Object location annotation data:
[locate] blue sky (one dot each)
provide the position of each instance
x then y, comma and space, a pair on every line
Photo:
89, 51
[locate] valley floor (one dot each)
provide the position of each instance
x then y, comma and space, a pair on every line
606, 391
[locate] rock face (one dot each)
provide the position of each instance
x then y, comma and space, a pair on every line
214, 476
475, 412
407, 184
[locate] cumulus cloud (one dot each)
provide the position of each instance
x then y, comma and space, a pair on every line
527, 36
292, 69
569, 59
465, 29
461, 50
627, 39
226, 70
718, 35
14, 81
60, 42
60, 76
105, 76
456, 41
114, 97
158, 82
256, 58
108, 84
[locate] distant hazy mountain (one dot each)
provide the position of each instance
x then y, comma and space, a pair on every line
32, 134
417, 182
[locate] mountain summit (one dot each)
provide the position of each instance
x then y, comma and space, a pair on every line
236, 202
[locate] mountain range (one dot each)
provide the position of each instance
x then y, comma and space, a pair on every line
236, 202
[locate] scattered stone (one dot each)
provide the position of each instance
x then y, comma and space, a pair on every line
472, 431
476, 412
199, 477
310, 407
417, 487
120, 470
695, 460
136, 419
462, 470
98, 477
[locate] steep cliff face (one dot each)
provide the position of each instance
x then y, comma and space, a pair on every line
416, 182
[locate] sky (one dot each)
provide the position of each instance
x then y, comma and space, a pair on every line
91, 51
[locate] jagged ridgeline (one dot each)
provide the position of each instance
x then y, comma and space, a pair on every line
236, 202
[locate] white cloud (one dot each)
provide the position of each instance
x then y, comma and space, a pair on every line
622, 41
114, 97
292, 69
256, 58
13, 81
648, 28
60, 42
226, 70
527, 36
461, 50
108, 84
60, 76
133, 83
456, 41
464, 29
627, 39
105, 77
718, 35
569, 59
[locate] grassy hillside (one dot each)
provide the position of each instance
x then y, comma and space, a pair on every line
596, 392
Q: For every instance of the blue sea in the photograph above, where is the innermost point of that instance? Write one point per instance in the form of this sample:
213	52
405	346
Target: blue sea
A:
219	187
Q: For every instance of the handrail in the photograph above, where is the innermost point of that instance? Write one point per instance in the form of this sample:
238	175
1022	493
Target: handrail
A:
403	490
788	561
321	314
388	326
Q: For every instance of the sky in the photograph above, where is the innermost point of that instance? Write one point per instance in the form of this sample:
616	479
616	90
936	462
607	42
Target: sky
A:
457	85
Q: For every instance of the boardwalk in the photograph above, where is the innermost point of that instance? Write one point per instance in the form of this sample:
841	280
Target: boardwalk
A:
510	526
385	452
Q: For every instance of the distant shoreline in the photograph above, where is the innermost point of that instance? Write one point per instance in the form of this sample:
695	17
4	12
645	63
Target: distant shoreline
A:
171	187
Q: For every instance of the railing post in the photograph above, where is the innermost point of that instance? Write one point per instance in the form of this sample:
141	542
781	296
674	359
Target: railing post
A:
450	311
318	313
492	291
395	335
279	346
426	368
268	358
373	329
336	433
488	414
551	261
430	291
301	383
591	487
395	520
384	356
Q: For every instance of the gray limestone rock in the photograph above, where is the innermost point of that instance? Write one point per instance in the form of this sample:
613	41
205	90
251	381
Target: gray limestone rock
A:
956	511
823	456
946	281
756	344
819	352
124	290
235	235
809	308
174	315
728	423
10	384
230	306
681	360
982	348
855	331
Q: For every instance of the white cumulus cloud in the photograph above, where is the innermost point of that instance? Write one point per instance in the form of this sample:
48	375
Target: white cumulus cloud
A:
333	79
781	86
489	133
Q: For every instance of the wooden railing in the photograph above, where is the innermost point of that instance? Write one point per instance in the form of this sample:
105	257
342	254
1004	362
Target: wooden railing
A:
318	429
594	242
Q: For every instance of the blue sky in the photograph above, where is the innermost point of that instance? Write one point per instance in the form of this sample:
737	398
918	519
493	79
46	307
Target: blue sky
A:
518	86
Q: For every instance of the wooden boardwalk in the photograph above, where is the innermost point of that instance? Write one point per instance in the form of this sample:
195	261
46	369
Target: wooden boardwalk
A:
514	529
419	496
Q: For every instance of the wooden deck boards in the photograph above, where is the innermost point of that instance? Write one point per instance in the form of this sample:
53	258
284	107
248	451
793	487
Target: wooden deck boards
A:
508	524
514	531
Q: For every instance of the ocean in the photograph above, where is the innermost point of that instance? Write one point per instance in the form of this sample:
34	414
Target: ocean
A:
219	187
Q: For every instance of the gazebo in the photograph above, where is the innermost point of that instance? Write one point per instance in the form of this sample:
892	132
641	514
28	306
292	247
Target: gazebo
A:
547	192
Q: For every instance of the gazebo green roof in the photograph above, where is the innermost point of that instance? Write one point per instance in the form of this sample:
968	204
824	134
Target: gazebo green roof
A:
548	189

• _Exercise task_: Output all preceding records character for character.

• _Task output_:
[locate] blue sky (one dot each)
provide the position of each instance
x then y, comma and space, a pair on every line
Photo:
89, 51
[locate] valley floor (one dot each)
provide the position of each instance
x then y, comma and space, a pair on every line
606, 391
[locate] rock face (one dot each)
provide the position of each instance
x then y, comma and space, a pair on every line
214, 476
475, 412
407, 184
[locate] cumulus cloud (one dot each)
provide the position of each instance
x then y, comma and space, a pair on every line
527, 36
292, 69
569, 59
465, 29
461, 50
627, 39
226, 70
718, 35
14, 81
60, 42
60, 76
105, 76
456, 41
114, 97
158, 82
256, 58
108, 84
[locate] distant hazy mountain (one dot each)
provide the position of each instance
x then y, comma and space, a pair on every line
32, 134
417, 182
[locate] mountain summit (one dot each)
provide the position of each instance
x then y, comma and space, a pair on every line
236, 202
[locate] mountain range (one dot each)
provide the position of each instance
x then y, comma and space, a pair on every line
236, 202
[locate] scattered stone (one dot each)
provide the position of each instance
x then y, comma and space, a pair on every line
472, 431
476, 412
199, 477
310, 407
417, 487
120, 470
695, 460
136, 419
462, 470
98, 477
[locate] steep cliff face (one dot each)
provide the position of each instance
x then y, comma and space, a pair on every line
416, 182
[locate] sky (one dot each)
provide the position of each instance
x then y, comma and space, a pair on every line
91, 51
[locate] jagged ridgeline (one dot each)
provide the position of each instance
x then y, comma and space, a pair on every line
236, 202
[locate] white cloud (one dot each)
provide the position of each instance
x then y, comma and space, a pair on every line
622, 41
114, 97
292, 69
256, 58
13, 81
648, 28
60, 42
226, 70
527, 36
461, 50
108, 84
60, 76
133, 83
456, 41
464, 29
627, 39
105, 77
718, 35
569, 59
[locate] grassy hillside (one dot each)
provide the position of each instance
x then y, comma and space, a pair on every line
596, 392
Q: For every instance of the blue sea in the photograph above, where is the innermost point of that instance? Write one point per instance in the form of this sample:
213	52
405	346
Target: blue sea
A:
219	187
Q: For every instance of the handrail in the photograph above, where is the innermost point of that instance? Write one point per instance in the form of this sample:
238	175
1022	493
Target: handrail
A:
403	490
788	561
321	314
388	326
Q: For every instance of the sky in the photograph above, where is the innermost point of that instance? Write one point per instance in the form of this sample:
616	479
616	90
936	462
607	42
Target: sky
A:
457	85
Q: For every instance of the boardwalk in the photograph above, where is the innermost point of that instance? Write one point per instance in the form of this sample:
841	280
Target: boardwalk
A:
510	526
385	452
Q: For every instance of the distant shoreline in the photograph above, where is the innermost point of that instance? Write one point per instance in the form of this sample:
695	17
4	12
645	63
Target: distant shoreline
A:
171	187
Q: For every instance of the railing post in the photograph above, where is the innermost point of that instance? Write one point per instance in the form of this sample:
141	542
781	296
674	359
Target: railing post
A:
450	311
318	313
492	291
395	335
279	346
426	368
268	358
373	329
336	433
488	414
551	261
430	291
301	383
591	487
395	520
384	356
Q: For every instance of the gray limestone rock in the photograph above, where is the innermost point of that instance? Write one point per instance in the form of this sample:
613	41
205	90
251	381
Target: gray limestone rock
A:
956	511
823	456
946	281
756	344
819	352
124	290
235	235
809	308
174	315
728	423
10	384
230	306
681	360
982	348
855	331
Q: For every instance of the white cumulus cloud in the photograph above, where is the innermost point of that instance? Write one point per instance in the form of this sample:
48	375
Target: white cumulus cloud
A:
333	79
781	86
489	133
Q: For every instance of the wooden railing in the photograph above, where is the innermost point of that instance? Write one point per instance in the form of this sample:
105	257
342	254
1004	362
Target: wooden railing
A:
318	429
594	242
Q: For every instance of the blue sky in the photograph above, where is the innermost point of that instance? Write one point per instance in the form of this sample:
737	398
918	519
493	79
46	307
Target: blue sky
A:
518	86
Q: For every instance of the wooden boardwalk in the photograph above, where is the innermost point of that instance? Write one point per instance in the form of this sample:
195	261
46	369
Target: wooden boardwalk
A:
514	529
419	496
Q: For every instance of the wooden deck boards in the photograph above, where is the innermost point of that instance? Write one point per instance in the form of this sample:
53	258
284	107
248	451
793	487
Target: wooden deck boards
A:
508	524
514	531
Q: For every instance of the ocean in the photograph above, where is the innermost point of that instance? Write one point per instance in the form of this sample:
34	414
Target: ocean
A:
219	187
Q: For every instance of the gazebo in the photograph above, where is the innermost point of that instance? Write one point per instance in the form of this sample:
892	132
641	514
28	306
292	247
Target: gazebo
A:
547	192
Q: For every instance of the gazebo green roof in the photograph above, where is the innermost point of that instance? Write one point per instance in the form of this sample:
968	204
824	134
Target: gazebo green roof
A:
548	189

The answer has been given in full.